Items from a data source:
◆ ◆ ◆ ◆

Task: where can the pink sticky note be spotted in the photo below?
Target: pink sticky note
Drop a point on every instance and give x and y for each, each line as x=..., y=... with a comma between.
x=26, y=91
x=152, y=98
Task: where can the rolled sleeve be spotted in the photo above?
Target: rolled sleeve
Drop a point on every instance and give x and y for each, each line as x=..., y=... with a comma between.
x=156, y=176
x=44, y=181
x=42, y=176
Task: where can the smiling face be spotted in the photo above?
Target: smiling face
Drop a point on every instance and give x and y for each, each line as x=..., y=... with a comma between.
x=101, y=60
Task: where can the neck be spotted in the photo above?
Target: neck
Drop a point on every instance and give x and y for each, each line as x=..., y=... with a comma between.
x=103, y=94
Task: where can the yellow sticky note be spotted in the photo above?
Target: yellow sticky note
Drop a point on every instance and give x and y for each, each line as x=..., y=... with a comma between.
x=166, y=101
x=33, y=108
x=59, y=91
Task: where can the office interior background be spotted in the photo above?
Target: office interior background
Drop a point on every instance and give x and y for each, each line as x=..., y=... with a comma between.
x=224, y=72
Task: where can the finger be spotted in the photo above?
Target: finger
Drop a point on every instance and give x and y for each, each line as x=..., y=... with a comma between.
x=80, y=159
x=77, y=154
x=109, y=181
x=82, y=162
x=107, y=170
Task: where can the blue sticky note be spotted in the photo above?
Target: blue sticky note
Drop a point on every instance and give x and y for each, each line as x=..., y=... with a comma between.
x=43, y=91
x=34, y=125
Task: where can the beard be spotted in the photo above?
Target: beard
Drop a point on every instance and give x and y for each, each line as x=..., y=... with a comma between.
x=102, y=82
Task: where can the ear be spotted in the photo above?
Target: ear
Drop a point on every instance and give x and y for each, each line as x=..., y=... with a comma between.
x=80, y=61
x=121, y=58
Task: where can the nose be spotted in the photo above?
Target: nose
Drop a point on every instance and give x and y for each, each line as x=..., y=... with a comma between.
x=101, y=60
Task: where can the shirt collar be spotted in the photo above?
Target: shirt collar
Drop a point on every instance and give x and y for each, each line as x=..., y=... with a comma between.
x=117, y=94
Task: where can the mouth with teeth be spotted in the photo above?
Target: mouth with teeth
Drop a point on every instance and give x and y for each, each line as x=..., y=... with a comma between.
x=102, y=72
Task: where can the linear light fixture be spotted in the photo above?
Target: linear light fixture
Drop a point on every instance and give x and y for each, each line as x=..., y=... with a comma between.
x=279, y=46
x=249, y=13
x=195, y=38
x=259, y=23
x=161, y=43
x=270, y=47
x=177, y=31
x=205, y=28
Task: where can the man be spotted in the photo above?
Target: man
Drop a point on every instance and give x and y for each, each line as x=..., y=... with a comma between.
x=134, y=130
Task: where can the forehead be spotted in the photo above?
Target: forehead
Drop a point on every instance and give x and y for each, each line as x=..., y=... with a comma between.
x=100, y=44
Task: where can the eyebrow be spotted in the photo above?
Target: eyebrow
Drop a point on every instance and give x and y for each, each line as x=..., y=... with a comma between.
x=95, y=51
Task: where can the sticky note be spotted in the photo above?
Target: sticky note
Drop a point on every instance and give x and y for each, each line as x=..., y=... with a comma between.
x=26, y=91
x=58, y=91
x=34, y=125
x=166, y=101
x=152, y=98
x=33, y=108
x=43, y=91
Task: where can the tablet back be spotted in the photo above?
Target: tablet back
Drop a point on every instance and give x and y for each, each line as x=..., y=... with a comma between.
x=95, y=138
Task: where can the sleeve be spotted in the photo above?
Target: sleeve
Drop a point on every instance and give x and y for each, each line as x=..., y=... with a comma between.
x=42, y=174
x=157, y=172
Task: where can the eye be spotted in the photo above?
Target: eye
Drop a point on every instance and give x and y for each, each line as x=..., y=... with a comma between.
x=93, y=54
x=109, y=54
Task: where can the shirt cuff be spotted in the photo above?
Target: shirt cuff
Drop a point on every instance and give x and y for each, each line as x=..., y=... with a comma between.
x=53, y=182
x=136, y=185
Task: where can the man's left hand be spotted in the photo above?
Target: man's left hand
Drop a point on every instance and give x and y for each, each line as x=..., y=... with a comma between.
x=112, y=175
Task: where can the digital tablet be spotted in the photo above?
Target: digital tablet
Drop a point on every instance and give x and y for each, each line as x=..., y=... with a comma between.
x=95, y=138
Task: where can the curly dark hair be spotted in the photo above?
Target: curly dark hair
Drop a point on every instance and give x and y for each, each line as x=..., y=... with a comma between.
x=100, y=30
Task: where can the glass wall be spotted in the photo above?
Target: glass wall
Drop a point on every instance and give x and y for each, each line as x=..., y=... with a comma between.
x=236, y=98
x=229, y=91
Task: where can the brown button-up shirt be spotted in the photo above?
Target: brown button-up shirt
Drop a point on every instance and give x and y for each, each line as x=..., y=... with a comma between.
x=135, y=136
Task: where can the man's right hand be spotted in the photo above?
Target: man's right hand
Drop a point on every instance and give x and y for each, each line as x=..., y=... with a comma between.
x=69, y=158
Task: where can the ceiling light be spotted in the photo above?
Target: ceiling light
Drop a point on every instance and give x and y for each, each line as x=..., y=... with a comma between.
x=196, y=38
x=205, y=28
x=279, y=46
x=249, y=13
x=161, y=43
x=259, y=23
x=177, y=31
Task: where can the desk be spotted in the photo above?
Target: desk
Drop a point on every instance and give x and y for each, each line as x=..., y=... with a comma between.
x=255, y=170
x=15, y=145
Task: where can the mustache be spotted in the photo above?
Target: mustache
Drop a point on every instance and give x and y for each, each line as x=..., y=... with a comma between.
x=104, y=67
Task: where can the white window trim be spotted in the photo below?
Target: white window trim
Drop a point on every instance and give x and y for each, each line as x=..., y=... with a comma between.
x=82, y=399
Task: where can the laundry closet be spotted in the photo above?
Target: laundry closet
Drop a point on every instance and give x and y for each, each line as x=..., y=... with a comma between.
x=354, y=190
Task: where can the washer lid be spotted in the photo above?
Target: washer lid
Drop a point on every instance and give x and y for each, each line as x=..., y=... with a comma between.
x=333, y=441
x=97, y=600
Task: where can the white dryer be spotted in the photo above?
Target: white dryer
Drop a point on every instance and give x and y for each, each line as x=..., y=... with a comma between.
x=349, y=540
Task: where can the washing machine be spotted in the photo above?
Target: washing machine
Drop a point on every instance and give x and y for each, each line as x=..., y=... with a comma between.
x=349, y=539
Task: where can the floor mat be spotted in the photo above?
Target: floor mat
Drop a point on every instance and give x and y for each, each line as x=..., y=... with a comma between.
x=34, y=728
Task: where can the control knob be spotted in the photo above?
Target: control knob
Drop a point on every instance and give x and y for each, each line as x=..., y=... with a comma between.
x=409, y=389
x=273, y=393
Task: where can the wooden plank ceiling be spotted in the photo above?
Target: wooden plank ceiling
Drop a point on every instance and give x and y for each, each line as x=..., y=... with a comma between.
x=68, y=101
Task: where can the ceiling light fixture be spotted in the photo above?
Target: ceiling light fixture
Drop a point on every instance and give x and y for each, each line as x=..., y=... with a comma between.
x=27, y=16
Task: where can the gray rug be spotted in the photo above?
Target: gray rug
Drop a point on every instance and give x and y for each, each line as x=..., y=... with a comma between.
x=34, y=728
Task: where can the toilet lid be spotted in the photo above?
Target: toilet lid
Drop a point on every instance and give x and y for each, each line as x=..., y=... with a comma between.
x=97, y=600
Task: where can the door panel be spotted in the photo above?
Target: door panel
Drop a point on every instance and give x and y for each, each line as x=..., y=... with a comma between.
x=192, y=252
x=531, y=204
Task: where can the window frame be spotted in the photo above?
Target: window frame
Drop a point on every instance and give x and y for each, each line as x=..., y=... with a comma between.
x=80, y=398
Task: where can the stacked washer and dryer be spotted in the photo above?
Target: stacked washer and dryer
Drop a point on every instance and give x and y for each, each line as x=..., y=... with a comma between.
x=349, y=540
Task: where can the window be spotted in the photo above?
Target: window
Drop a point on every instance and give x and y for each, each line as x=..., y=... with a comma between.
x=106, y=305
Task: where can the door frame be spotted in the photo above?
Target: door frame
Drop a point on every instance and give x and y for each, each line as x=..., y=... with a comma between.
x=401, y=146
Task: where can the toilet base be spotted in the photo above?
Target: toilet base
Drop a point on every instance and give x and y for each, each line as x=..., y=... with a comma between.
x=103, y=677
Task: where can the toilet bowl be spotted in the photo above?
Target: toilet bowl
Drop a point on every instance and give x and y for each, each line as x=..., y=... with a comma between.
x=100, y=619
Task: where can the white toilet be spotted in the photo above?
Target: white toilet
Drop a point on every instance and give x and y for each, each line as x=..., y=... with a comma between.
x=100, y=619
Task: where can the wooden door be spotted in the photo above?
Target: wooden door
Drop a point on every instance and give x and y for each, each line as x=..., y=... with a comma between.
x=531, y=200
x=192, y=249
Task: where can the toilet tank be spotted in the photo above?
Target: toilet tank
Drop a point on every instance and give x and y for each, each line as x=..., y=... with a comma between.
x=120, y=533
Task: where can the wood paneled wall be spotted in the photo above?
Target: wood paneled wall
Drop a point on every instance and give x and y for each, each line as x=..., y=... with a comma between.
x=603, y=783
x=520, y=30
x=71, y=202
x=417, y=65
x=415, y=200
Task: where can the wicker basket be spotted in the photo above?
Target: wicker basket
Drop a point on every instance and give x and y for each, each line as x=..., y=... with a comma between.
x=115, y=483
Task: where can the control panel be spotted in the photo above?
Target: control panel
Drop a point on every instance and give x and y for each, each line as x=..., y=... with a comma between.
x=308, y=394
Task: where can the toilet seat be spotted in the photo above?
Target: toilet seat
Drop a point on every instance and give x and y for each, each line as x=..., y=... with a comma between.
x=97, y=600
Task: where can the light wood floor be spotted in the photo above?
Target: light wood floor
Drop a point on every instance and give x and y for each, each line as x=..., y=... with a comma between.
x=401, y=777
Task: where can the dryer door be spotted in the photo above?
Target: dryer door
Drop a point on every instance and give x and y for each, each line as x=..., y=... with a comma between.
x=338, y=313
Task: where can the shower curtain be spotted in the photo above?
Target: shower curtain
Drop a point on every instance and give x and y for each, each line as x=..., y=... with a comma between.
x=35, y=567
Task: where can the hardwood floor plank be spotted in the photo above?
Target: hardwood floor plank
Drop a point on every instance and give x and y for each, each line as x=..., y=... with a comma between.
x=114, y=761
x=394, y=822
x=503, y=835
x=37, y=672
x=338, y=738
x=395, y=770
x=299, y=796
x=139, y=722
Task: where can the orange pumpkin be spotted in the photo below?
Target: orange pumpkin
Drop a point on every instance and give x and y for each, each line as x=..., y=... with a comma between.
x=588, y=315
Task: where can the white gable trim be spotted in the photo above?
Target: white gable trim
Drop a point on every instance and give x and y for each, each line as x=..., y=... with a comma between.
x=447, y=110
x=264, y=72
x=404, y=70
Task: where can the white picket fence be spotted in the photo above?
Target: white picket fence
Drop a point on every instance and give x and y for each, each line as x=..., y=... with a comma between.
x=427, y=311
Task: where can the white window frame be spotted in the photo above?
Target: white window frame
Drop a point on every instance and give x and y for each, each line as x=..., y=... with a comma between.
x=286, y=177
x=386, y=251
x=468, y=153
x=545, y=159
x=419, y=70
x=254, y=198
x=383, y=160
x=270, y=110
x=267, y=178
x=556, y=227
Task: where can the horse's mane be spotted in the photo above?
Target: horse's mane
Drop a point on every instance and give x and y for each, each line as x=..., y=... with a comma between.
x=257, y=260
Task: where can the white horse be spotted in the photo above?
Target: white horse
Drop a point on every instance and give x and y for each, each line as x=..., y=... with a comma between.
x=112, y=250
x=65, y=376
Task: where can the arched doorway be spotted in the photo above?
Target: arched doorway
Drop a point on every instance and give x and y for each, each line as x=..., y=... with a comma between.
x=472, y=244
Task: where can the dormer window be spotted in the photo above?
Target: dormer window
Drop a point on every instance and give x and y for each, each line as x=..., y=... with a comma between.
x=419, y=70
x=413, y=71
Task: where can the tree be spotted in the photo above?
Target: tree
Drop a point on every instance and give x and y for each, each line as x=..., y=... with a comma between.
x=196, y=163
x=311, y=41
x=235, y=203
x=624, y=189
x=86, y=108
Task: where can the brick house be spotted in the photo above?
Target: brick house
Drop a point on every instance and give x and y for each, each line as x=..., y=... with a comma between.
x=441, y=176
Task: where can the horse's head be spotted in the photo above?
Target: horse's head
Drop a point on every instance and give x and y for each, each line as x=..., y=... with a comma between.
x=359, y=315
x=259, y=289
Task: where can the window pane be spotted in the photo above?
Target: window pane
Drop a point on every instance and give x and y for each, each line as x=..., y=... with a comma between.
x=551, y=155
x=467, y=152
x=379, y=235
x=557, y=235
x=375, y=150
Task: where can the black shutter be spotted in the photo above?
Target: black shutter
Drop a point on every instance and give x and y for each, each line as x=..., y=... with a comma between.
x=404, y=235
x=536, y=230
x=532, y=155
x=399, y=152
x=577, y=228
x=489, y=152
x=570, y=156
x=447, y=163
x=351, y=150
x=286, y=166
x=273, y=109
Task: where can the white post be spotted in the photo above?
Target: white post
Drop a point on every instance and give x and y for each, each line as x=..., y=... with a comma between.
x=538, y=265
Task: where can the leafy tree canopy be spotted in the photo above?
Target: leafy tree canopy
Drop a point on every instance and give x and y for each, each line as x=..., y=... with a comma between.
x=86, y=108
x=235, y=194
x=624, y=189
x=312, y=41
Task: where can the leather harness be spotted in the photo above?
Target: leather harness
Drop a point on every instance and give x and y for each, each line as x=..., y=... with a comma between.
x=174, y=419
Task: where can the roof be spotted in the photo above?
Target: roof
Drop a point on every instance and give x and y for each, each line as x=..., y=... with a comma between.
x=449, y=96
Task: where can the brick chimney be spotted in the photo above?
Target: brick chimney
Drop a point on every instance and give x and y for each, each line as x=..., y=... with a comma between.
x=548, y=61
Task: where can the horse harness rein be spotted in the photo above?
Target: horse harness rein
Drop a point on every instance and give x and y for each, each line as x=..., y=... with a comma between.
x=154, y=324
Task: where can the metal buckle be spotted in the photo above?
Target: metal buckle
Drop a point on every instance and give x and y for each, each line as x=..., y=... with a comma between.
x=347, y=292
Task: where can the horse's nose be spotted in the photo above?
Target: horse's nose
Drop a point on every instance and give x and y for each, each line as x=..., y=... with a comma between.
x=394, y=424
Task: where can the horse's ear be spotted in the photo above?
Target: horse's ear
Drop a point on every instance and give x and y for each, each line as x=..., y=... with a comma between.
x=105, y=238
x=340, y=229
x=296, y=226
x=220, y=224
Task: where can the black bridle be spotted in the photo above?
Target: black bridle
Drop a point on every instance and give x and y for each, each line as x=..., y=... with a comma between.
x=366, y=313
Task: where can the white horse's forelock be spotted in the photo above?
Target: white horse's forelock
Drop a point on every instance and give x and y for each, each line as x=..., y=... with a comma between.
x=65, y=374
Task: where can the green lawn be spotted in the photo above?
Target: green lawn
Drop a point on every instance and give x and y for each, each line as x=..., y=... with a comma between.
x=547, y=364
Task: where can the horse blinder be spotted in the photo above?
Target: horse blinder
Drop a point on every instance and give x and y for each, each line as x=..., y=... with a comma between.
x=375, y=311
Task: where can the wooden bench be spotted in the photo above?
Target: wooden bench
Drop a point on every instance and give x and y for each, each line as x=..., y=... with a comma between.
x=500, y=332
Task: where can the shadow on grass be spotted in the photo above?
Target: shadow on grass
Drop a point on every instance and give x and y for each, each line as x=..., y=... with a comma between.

◆ ◆ ◆ ◆

Within the data above, the lines from the one with "Task: where can the washing" to the one with "Target: window frame" must be repeated exactly; no other line belongs in the answer.

# RESPONSE AREA:
Task: where can the washing machine be spotted in the photo above?
Target: washing machine
Drop a point on every instance and give x and y for each, each line as x=..., y=... with a comma between.
x=349, y=539
Task: where can the floor mat be spotted in the photo above?
Target: floor mat
Drop a point on every instance and give x and y for each, each line as x=..., y=... with a comma between.
x=34, y=728
Task: where can the control knob be spotted in the photo above?
Target: control knob
Drop a point on every instance and give x and y for each, each line as x=..., y=... with a comma between.
x=409, y=389
x=273, y=393
Task: where can the wooden plank ceiling be spotted in the photo above?
Target: wooden plank ceiling
Drop a point on every instance and give x and y for each, each line as x=..., y=... with a comma between.
x=68, y=101
Task: where can the ceiling light fixture be spotted in the photo above?
Target: ceiling light fixture
Drop a point on every instance and give x and y for each, each line as x=..., y=... with a comma between.
x=27, y=16
Task: where can the gray rug be spotted in the photo above?
Target: gray rug
Drop a point on every instance and give x and y for each, each line as x=..., y=... with a comma between.
x=34, y=728
Task: where can the toilet lid be spotted in the photo above?
Target: toilet lid
Drop a point on every instance and give x and y for each, each line as x=..., y=... with a comma between.
x=97, y=600
Task: where can the door panel be spotted in the photo above?
Target: door panel
Drop a point on every instance and give x and y for each, each line as x=..., y=... with a comma between.
x=192, y=252
x=531, y=204
Task: where can the window frame be spotted in the photo above?
Target: window frame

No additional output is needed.